Actions to take:
A – List every person named in the memoir passage about growing up in Singapore.
B – Carry on the memoir passage about growing up in Singapore, picking up after its last sentence about Lee Bok Boon's marriage in 1870.

Source passage Start Marker

Life
as a youth in Singapore was real tough
My earliest and most vivid recollection is of being held
by my ears over a well in the compound of a house where my family
was then living, at what is now Tembeling Road in Singapore. I was
about 4 years old.
I had been
mischievous and had messed up an expensive jar of my father's 4711
pale green scented brilliantine. My father had a violent temper,
but that evening his rage went through the roof. He took me by the
scruff of the neck from the house to this well and held me over
it. How could my ears have been so tough that they were not ripped
off, dropping me into that well? Fifty years later, in the 1970s,
I read in the Scientific American an article explaining how pain
and shock released neuropeptides in the brain, stamping the new
experience into the brain cells and thus ensuring that the experience
would be remembered for a long time afterwards.
I was born
in Singapore on 16 September 1923, in a large two-storey bungalow
at 92 Kampong Java Road. My mother, Chua Jim Neo, was then 16 years
old. My father, Lee Chin Koon, was 20. Their parents had arranged
the marriage a year previously. Both families must have thought
it an excellent match, for they later married my father's younger
sister to my mother's younger brother.
My father had
been brought up a rich man's son. He used to boast to us that, when
he was young, his father allowed him a limitless account at Robinsons
and John Little, the two top department stores in Raffles Place,
where he could charge to this account any suit or other items he
fancied. He was educated in English at St. Joseph's Institution,
a Catholic Mission School founded by the De La Salle Brothers in
1852. He said he completed his Junior School Certificate, after
which he ended his formal education - to his and my mother's eternal
regret. Being without a profession, he could only get a job as a
storekeeper with the Shell Oil Company when the fortunes of both
families were destroyed in the Great Depression.
My family history
in Singapore began with my paternal great-grandfather, Lee Bok Boon,
a Hakka. The Hakkas are Han Chinese from the northern and central
plains of China who migrated to Fujian, Guangdong and other provinces
in the south some 700 to 1,000 years ago, and as late comers were
only able to squeeze themselves into the less fertile and more hilly
areas unoccupied by the local inhabitants. According to the inscription
on the tombstone on his grave behind the house he built in China,
Lee Bok Boon was born in 1846 in the village of Tangxi in the Dabu
prefecture of Guangdong. He had migrated to Singapore on a Chinese
junk. Little is known of him after that until 1870,when he married
a Chinese girl, Seow Huan Neo, born in Singapore to a Hakka shopkeeper.

Source passage End Marker
Extracted data Start Marker

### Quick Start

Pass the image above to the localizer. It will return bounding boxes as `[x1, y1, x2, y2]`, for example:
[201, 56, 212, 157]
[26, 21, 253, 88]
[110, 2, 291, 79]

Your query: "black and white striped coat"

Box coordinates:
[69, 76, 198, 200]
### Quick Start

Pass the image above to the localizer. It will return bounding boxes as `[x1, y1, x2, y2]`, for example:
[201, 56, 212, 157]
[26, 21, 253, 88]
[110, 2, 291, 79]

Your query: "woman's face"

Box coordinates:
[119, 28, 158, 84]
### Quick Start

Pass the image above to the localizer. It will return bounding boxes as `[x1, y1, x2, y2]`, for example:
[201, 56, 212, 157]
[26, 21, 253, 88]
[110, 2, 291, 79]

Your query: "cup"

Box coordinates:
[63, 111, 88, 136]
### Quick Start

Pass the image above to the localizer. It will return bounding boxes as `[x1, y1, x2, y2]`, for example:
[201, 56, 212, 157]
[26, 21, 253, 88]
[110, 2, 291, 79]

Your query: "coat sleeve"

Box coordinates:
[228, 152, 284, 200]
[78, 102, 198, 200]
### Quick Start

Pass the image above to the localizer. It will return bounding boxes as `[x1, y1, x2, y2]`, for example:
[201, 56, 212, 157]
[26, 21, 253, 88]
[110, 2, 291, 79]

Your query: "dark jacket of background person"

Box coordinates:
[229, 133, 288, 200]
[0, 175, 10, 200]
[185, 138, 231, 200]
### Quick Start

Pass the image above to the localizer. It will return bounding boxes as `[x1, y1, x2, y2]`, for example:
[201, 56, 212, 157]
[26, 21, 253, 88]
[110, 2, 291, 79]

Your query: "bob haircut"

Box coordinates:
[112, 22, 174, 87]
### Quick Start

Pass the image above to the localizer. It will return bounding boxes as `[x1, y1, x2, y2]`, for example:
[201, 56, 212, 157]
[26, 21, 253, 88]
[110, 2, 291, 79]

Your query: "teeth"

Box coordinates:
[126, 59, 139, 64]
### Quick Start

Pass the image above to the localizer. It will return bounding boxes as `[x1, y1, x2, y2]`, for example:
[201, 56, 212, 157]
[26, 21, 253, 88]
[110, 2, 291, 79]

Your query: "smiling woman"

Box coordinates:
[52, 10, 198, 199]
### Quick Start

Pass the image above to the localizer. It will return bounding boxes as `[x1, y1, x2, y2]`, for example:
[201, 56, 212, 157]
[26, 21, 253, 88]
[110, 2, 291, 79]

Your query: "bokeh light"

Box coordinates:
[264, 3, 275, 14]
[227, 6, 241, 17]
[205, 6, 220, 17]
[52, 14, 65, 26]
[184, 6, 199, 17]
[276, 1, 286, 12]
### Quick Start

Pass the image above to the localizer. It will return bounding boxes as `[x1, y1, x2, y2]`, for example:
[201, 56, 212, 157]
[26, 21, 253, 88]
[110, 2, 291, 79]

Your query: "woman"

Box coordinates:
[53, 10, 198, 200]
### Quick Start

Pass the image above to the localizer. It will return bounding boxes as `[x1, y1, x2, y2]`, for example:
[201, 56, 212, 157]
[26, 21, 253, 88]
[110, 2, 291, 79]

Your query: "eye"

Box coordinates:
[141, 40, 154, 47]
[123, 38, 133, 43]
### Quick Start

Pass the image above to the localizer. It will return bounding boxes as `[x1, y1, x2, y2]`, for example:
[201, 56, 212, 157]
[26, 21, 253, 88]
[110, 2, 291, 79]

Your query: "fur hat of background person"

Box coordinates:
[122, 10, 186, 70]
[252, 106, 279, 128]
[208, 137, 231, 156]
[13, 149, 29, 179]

Extracted data End Marker

Exercise answers:
A – Chua Jim Neo, Lee Chin Koon, Lee Bok Boon, Seow Huan Neo

B –
In 1882 he
decided that he had made enough money to return to his ancestral
village in China, build himself a large house, and set himself up
as local gentry. His wife, however, did not want to leave her family
in Singapore and go to some place she had never seen. According
to my grandfather, who was then about ten, the children and their
mother went into hiding with her family in Ah Hood Road. Lee Bok
Boon went back to China alone. There he married again, built his
large house, and duly bought a minor mandarinate. He had a portrait
done of himself in mandarin robes, which he sent to Singapore, together
with another painting of an impressive-looking Chinese traditional-style
house complete with courtyard and grey-tiled roofs. The painting
of the house has been lost, but the portrait of my great-grandfather
still exists.
My grandfather,
Lee Hoon Leong - whom I addressed as Kung or "grandfather"
in Chinese - was born in Singapore in 1871, and according to my
father was educated at Raffles Institution up to standard V, which
would be today's lower secondary school. He himself told me he worked
as a dispenser (an unqualified pharmacist) when he left school,
but after a few years became a purser on board a steamer plying
between Singapore and the Dutch East Indies. The ship was part of
a fleet belonging to the Heap Eng Moh Shipping Line, which was owned
by the Chinese millionaire sugar king of Java, Oei Tiong Ham.
In between
his travels he married my grandmother, Ko Liem Nio, in Semarang,
a city in central Java. There is a document in Dutch, dated 25 March
1899, issued by the Orphan's Court in Semarang, giving consent to
Ko Liem Nio, age 16, to marry Lee Hoon Leong, age 26.